━━ Source material

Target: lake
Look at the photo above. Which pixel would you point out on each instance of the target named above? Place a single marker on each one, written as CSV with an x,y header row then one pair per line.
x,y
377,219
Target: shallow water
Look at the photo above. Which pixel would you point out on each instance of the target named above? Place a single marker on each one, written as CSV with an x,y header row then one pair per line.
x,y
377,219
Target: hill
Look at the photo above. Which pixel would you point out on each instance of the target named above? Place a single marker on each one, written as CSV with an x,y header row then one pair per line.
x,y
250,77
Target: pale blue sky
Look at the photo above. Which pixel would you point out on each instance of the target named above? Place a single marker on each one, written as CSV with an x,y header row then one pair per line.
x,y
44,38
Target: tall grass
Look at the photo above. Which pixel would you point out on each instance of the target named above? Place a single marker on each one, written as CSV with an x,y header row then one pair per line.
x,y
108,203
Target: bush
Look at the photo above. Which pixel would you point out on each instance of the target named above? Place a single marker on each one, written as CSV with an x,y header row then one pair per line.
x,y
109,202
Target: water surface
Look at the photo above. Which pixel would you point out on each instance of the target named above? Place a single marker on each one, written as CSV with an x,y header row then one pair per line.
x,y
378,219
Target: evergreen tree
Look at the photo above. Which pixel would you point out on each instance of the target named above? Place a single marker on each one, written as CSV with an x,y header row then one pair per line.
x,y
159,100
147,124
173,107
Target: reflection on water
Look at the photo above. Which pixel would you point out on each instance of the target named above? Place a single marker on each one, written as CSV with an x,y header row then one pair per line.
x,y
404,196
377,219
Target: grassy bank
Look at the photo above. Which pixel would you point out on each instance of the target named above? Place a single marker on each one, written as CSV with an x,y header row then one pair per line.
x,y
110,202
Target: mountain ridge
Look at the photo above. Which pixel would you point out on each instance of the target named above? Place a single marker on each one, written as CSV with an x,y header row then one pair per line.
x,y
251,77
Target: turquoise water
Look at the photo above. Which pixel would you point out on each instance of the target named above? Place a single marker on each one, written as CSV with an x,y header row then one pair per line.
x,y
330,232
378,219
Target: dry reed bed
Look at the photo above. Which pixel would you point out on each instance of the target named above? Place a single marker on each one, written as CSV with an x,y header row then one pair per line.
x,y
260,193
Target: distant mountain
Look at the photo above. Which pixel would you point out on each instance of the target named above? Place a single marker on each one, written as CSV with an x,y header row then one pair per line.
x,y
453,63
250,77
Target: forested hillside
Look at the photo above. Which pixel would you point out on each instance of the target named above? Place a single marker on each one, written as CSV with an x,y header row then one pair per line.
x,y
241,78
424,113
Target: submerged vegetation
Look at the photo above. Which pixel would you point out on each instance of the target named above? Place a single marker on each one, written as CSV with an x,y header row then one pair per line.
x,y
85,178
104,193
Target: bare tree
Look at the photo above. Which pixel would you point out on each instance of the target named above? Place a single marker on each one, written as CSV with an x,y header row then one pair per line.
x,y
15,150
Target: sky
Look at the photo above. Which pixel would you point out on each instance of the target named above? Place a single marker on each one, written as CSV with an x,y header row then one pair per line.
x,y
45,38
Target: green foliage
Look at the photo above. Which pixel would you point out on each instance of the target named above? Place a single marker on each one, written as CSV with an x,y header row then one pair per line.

━━━━
━━ Source material

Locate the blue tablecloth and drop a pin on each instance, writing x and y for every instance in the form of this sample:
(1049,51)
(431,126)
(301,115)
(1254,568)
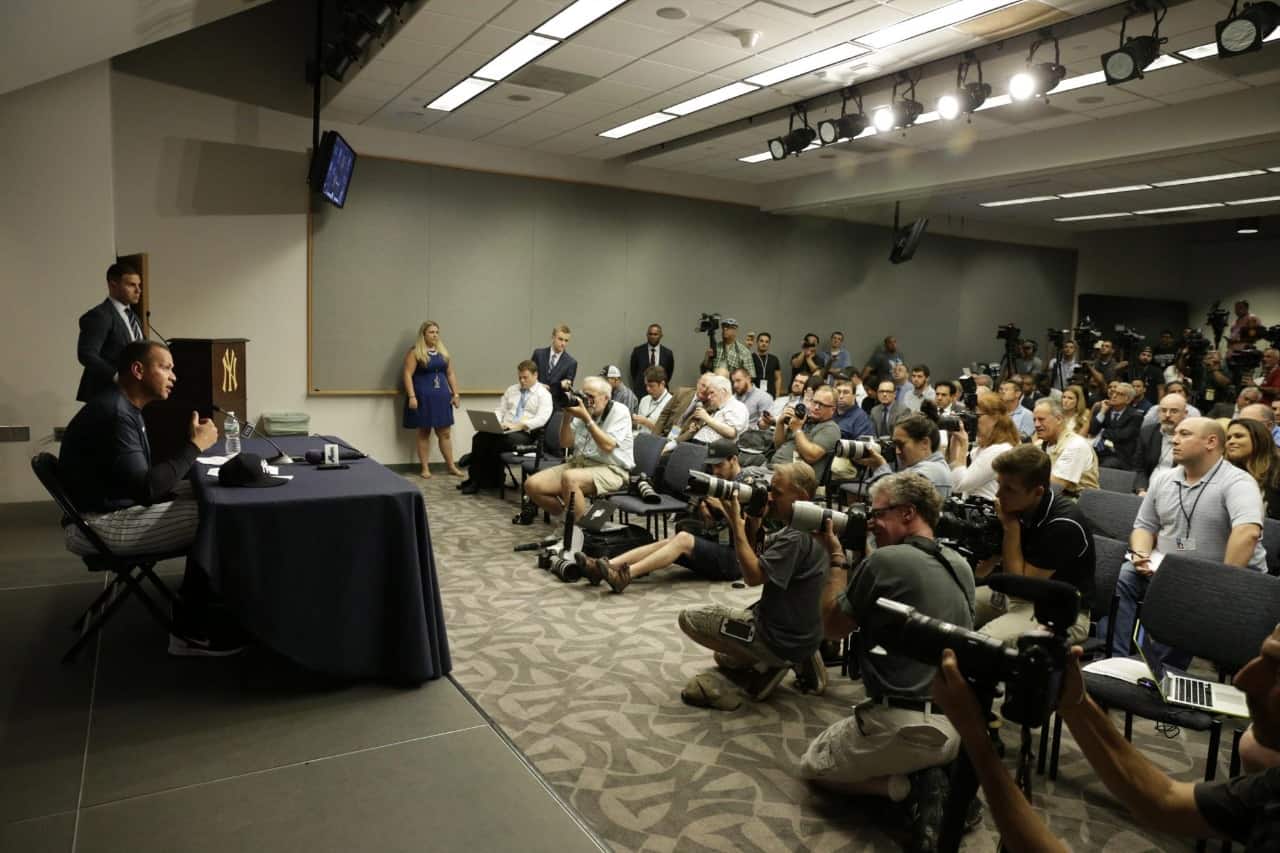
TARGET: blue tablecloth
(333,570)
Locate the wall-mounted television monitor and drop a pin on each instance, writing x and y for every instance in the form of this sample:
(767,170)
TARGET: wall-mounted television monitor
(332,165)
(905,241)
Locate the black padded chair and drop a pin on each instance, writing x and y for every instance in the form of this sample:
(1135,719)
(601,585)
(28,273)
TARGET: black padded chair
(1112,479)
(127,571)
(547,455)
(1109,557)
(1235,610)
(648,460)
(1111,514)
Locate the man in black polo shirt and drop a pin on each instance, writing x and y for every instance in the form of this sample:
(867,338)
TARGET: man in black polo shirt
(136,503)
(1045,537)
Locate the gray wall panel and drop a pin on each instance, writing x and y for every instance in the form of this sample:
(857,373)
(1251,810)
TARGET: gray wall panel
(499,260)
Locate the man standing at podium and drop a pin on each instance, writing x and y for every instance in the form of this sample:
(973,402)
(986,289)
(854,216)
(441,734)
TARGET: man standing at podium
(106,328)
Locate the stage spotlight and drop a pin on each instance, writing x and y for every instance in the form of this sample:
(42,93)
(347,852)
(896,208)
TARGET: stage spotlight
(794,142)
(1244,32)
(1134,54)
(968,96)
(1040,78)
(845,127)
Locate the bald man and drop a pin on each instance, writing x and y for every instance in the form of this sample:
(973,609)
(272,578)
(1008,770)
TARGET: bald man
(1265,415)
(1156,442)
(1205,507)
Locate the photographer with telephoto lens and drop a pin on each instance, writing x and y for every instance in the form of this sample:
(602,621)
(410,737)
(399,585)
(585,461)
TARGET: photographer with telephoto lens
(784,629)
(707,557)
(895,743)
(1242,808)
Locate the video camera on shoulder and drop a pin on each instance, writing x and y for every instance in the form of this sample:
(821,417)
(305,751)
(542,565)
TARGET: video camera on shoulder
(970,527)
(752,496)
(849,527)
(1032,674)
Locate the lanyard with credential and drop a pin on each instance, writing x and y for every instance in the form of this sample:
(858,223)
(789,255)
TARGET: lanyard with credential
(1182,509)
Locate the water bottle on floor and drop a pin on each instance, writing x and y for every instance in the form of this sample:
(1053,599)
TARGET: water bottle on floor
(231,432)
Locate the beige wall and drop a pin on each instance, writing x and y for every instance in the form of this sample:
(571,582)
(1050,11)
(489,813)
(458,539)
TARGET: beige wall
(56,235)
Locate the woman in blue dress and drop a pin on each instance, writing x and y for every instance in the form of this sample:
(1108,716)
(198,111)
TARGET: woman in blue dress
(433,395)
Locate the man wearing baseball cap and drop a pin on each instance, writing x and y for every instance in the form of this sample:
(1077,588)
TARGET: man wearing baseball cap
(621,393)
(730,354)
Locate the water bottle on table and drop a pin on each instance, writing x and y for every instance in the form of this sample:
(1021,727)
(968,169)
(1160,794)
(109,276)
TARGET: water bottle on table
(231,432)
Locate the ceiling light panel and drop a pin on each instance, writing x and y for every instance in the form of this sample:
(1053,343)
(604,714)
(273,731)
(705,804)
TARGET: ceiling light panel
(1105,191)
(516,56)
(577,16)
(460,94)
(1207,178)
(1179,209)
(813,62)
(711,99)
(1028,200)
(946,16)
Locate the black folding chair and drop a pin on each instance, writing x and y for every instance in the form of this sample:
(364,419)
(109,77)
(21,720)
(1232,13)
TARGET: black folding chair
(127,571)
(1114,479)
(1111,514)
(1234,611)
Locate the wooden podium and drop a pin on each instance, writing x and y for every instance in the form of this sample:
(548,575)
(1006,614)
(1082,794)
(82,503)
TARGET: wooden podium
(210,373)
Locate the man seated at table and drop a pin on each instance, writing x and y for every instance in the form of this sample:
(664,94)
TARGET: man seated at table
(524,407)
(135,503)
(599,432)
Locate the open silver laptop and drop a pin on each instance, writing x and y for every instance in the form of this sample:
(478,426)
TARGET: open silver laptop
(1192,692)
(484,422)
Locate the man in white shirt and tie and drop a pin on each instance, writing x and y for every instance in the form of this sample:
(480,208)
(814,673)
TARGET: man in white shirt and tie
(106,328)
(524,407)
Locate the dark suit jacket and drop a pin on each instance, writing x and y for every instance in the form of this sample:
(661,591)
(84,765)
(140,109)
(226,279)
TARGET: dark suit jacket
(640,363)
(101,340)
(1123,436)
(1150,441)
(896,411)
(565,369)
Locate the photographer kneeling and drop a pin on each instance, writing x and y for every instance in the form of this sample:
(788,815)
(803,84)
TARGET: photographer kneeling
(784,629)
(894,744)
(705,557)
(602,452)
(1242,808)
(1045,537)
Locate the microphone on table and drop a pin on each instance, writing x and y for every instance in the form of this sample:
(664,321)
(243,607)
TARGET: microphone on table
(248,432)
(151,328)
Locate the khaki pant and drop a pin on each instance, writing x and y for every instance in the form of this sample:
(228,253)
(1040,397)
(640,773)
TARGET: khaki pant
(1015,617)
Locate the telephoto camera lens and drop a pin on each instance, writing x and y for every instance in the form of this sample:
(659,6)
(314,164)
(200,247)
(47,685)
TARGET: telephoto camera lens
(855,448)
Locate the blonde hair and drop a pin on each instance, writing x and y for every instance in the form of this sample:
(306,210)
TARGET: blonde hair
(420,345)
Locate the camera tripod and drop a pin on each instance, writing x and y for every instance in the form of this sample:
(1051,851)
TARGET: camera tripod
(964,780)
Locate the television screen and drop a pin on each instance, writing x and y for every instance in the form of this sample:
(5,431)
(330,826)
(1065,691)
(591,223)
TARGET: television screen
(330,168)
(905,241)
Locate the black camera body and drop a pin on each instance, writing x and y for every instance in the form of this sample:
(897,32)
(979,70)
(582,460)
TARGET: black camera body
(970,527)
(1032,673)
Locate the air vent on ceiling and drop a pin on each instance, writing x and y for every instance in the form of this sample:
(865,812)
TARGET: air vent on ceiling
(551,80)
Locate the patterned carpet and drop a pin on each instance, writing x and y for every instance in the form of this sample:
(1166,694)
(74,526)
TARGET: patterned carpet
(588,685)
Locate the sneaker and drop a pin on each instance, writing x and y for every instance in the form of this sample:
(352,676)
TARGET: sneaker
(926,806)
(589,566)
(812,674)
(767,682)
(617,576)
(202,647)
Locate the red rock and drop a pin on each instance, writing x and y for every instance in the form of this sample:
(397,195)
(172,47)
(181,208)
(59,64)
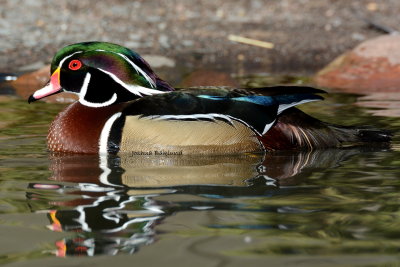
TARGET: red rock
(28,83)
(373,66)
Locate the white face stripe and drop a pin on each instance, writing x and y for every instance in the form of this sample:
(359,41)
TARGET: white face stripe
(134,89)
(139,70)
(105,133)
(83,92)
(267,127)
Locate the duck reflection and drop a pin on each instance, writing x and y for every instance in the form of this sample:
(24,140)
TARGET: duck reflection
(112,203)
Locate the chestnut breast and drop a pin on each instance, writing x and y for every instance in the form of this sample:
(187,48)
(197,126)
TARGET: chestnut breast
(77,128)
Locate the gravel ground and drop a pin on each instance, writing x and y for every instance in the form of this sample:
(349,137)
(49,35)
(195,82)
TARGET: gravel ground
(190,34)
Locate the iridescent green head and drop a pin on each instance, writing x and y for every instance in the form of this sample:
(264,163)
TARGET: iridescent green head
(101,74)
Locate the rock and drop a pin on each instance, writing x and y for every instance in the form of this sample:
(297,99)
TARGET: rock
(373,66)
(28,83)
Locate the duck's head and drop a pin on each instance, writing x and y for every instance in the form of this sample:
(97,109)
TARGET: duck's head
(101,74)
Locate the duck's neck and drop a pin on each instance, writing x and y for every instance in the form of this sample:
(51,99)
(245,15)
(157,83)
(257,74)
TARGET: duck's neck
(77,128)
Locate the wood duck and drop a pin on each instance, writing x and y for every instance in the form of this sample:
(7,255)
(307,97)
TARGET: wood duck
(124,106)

━━━━
━━ Source material

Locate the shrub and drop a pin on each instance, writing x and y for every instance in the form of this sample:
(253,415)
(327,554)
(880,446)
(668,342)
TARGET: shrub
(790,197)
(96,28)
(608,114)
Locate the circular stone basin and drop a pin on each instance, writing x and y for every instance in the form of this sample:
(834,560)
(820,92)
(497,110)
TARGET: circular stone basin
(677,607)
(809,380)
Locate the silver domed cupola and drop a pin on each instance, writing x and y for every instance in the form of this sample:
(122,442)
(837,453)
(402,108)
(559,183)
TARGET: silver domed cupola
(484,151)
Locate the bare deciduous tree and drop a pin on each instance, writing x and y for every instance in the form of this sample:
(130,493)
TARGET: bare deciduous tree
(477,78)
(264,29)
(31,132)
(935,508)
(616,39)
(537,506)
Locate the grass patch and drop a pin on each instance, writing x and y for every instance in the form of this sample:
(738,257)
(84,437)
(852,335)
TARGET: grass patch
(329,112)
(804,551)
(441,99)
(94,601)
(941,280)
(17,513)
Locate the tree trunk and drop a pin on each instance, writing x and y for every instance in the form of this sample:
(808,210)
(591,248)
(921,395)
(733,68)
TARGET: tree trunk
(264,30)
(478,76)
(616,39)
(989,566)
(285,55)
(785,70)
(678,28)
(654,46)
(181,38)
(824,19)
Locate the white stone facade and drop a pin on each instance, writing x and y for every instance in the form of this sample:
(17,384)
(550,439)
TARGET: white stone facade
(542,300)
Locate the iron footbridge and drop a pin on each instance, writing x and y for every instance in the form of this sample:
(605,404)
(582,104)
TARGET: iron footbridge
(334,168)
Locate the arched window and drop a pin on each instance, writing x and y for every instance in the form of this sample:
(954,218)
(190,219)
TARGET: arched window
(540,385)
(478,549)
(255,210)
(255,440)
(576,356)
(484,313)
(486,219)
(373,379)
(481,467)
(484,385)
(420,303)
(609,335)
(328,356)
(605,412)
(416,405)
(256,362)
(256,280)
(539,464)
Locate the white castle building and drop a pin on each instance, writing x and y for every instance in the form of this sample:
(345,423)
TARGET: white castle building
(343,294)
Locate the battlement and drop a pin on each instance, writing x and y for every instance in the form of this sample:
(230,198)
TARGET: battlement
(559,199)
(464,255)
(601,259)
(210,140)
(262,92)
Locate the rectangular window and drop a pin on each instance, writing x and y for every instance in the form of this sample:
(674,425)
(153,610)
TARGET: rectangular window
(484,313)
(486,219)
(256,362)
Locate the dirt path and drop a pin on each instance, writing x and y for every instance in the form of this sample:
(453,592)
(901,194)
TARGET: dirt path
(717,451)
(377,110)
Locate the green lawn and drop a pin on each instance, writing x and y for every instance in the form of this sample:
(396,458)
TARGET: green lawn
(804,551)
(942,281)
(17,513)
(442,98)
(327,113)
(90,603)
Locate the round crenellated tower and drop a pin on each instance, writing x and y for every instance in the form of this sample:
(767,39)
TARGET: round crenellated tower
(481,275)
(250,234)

━━━━

** Work request **
Print, from the entries above, the line with "Target: lake", the line with "Target: grassy bank" and all lines between them, exactly and with nothing else.

** Answer section **
Target: lake
Look at the photo above. Which pixel would you point out on each instance of the target named above? Place a single marker on each one, written as CSV with an x,y header row then one pair per line.
x,y
377,219
Target: shallow water
Look at the photo above. Which pixel would you point out on each instance of the target named above? Place a single marker on each one, written as CSV with an x,y header row then one pair per line.
x,y
377,219
Target: hill
Look at the photo above. Which pixel would you point out on each instance of the target named above? Place a single marker on each one, written as CSV with an x,y header row then one pair per line.
x,y
250,77
Target: pale blue sky
Look at the photo above. Which pixel would you point out on each instance of the target named above? Place a single marker on each one, written as CSV with an x,y header row then one pair per line.
x,y
44,38
Target: tall grass
Look at the photo above. Which pixel would you point out on each instance of the target named above? Place a single marker on each one, written as CSV with an x,y header row then one pair per line.
x,y
108,203
Target: bush
Look at the photo above. Which pixel would you point out on each instance of the target named above? Place a single marker on each one, written as CSV with an x,y header row then one pair per line.
x,y
109,202
Target: water surface
Look at the photo above. Which pixel would you point out on each instance of the target named above? Place a single marker on each one, written as CSV with an x,y header row then one pair per line.
x,y
378,219
Target: evergreen tree
Look at the photo above. Which pixel would you point out on each instance of the target named above? Place a single marker on each one, written as CSV with an x,y header row then one pair per line.
x,y
159,100
147,124
173,107
Target: reflection on water
Look at the photo above. Which pixel would you point out on each instance of the target named above? Place a single marker on each one, written as CSV with an x,y header row then one pair per line.
x,y
404,196
377,219
Target: grassy bank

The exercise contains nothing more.